### WHAT TO WORK ON
Please resume the passage on expanding the Section 132 athletic facilities benefit to cover gym memberships, and continue it after its last sentence.

B. Expanding the Section 132 On-Premises Athletic Facilities Provision
The expansion of section 132 to include a wider variety of gym-related activities is a simpler approach that could utilize already existing systems of corporate fitness programs and make those feasible even for small businesses to implement. Shepard, for example, advocates including off-premises gym membership fees as a fringe benefit because it is vital to business competitiveness, reduces absenteeism, improves employee morale, increases productivity, and reduces health costs. Shepard notes this would be particularly advantageous to small business employers that comprise about 99% of U.S. employers and employ more than half the private sector U.S. work force.
An alternative, if there is an overriding concern of misuse, would be to treat gym membership fees like the parking facilities fringe benefit. Under section 132(f)(5)(C), qualified parking not only includes employer-owned parking for employees but also covers parking provided “near the business premises of the employer or near a location from which the employee commutes by transportation, in a commuter vehicle or by carpool.” The regulations further specify that parking is provided by an employer if the parking is on the property that the employer owns or leases, the employer pays for the parking; or the employer reimburses the employee for parking expenses. The regulation further provides that if the monthly value of parking exceeds the monthly exclusion (set at $315 for 2024), then the employee must include in income the excess (minus any amount the employee paid). An employer can also provide an employee with a transit pass and/or ride in a commuter highway vehicle for up to $315/month as well, for a potential total of $630 in transit-related expenses in 2024. Applying the requirement that a parking facility “must be near business premises” to a gym membership would allow employers who can afford gym memberships but not an athletic facility to incentivize their employees to utilize nearby facilities. It would appear that the typical $30 membership fee would be insignificant compared to the existing fringe benefits for parking and transit.

### INFORMATION PROVIDED
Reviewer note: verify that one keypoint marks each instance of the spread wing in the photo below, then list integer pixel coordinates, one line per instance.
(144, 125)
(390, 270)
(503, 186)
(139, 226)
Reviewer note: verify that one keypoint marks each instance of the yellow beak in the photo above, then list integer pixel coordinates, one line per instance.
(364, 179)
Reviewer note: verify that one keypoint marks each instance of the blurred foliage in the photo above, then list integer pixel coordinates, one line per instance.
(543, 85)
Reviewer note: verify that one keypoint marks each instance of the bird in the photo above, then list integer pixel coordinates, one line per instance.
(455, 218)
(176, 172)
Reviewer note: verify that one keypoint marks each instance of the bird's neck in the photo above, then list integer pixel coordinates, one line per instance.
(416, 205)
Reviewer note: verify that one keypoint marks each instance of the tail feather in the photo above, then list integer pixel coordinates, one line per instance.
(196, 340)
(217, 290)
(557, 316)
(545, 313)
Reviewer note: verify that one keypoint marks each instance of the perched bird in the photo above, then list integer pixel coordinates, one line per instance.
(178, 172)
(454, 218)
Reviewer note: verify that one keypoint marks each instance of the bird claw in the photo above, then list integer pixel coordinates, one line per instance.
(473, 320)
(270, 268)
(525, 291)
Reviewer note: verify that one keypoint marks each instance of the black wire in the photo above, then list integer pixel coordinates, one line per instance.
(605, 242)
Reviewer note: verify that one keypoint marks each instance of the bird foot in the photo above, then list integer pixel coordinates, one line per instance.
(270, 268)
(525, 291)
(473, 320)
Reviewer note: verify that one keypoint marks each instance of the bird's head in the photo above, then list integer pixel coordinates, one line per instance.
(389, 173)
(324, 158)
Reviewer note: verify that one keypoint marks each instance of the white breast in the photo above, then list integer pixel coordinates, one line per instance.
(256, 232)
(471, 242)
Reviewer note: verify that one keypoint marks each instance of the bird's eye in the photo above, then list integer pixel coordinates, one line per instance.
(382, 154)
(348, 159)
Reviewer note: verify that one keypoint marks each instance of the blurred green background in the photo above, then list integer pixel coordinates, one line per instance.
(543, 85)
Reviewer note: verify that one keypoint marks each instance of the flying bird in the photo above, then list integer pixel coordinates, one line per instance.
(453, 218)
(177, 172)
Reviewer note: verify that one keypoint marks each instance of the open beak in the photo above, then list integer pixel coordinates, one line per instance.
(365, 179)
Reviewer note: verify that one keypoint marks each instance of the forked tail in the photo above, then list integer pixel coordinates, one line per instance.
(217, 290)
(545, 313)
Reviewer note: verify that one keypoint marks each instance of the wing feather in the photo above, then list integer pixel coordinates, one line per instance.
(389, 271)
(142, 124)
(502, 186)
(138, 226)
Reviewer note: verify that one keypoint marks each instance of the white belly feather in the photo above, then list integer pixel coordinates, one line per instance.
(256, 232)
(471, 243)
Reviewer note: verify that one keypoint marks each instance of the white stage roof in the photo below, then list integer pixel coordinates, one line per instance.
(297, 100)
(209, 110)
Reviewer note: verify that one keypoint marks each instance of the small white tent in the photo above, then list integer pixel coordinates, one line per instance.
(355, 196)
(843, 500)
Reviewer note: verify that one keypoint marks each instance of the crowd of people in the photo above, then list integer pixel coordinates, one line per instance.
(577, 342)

### ANSWER TO THE PROBLEM
This expansion of the fringe for gym memberships (from on-premise to reimbursement for membership fees in nearby facilities) would parallel the earlier modification to provide parity for mass transit benefits with the benefits already allowed for parking. In 2015, Congressman McGovern supported expanding the transportation benefit, noting that it would help employees who used mass transit while resulting in less carbon dioxide emission. There are similar arguments for parity between onsite athletic premises and gym memberships. Whether an expansion includes any off-premises athletic facility or something paralleling the parking benefit, the severity of both the obesity and physical inactivity crisis necessitates a change.